Segment Start: PASSAGE TO READ
AI-driven traffic converts better than non-AI sources

According to Adobe’s latest AI traffic trends report, retail shoppers starting their journey on AI chats convert at a 54% higher rate than non-AI traffic in May 2026. Thanks to a more relevant, personalized, and informed discovery phase where AI agents cater shopping recommendations specifically to users, conversion is therefore stronger. In fact, 79% of consumers say they feel more confident in purchases made with AI’s help.

This has direct implications for brands. Since the beginning of e-commerce, retailers have designed websites primarily for consumers. Today, they must increasingly design them for AI systems as well, ensuring product pages, FAQs, customer service content and product specifications are structured in ways that AI assistants can understand and recommend. While this adds another layer of complexity to digital merchandising, the commercial upside might become difficult to ignore in the near future.

The reason shoppers referred by AI assistants such as ChatGPT or Gemini convert at higher rates is simple: they are already much further along the purchase journey. Instead of visiting a retailer’s website to discover products or answer basic questions, they often arrive having already identified the product that best matches their needs.

Relevance is arguably AI-driven traffic’s greatest advantage, for brands and consumers alike. Rather than entering a website at the very beginning of the path to purchase, shoppers have already received tailored recommendations based on their preferences, budget or intended use. As a result, purchase intent is significantly stronger, making conversion fmuch more likely.

This higher intent is also reflected in Adobe’s engagement metrics. AI-referred shoppers have a 36% lower bounce rate, spend more time on retailers’ websites, browse more pages per visit, and generate visits worth 53% more than those coming from non-AI sources.

Shopify’s recent data also echoes these findings. The e-commerce leader recently reported that AI-referred shoppers convert at nearly 50% higher rates than visitors arriving through organic search, while generating 14% higher average order values, further reinforcing the commercial value of AI-driven traffic.

AI Search Is Influencing Brand Discovery And Consideration

Beyond stronger conversion, AI is fundamentally changing how consumers discover brands. As shoppers increasingly begin their purchasing journey through AI assistants, brands have an opportunity to serve consumers at a later stage in the decision-making process—provided they are surfaced in AI recommendations in the first place. Having already received personalized product recommendations, consumers are often directed straight to a relevant product page instead of arriving on a homepage or browsing multiple category pages to find what they need.
Segment End: PASSAGE TO READ
Segment Start: STUDY MATERIAL
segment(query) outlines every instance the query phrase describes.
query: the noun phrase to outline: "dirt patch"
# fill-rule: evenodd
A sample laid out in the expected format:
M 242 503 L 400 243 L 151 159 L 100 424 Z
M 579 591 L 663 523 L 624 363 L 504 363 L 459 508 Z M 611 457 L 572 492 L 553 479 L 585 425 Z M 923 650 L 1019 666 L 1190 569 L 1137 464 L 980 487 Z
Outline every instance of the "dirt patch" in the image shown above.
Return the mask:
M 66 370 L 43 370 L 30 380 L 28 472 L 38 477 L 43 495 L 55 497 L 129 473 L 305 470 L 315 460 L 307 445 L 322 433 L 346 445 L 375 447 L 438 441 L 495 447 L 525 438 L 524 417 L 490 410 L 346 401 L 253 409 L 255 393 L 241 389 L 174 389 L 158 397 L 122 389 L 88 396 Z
Segment End: STUDY MATERIAL
Segment Start: STUDY MATERIAL
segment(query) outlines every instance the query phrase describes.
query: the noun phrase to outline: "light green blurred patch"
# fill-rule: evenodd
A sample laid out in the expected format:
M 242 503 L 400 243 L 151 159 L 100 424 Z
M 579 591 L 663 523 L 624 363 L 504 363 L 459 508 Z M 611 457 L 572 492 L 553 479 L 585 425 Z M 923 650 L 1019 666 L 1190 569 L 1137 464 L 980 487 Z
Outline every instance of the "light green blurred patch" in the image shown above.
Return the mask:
Segment End: STUDY MATERIAL
=== YOUR TASKS ===
1 - List every percentage figure that appears in the passage on AI-driven shopping traffic.
2 - Write the next part of the passage on AI-driven shopping traffic, starting after its last sentence.
The items come from a separate source unrelated to the passage.

=== EXERCISE ANSWERS ===
1 - 54%, 79%, 36%, 53%, 50%, 14%

2 -
This implies a big shift from traditional search. Through Google or other search engines, discovery and consideration typically happen across several websites before consumers decide what to buy. With agentic commerce, much of that evaluation happens within a single conversation before a shopper even clicks through to a retailer’s website.

The implications are already visible. While AI still accounts for a relatively small share of total retail traffic today, its influence is growing rapidly. Certain sectors are particularly well positioned to benefit, including beauty and electronics. Adobe found that cosmetics and electronics lead AI visibility thanks to content that is naturally well suited to AI systems, including ingredient lists, product specifications, tutorials, how-to guides, and customer service pages.

AI is ultimately compressing the path-to-purchase, with agentic commerce blending discovery and consideration into a brief conversation, which has repercussions on how consumers shop. Looking at it from a consumer angle, companies such as Anthropic or OpenAI are not battling to own the entire e-commerce journey. OpenAI’s retreat from native checkout was a clear indication that these companies don’t have the infrastructure (yet) to do so. However, they are gaining considerable ground on the discovery part of the shopping experience, and could slowly become very relevant acquisition channels for brands and retailers alike.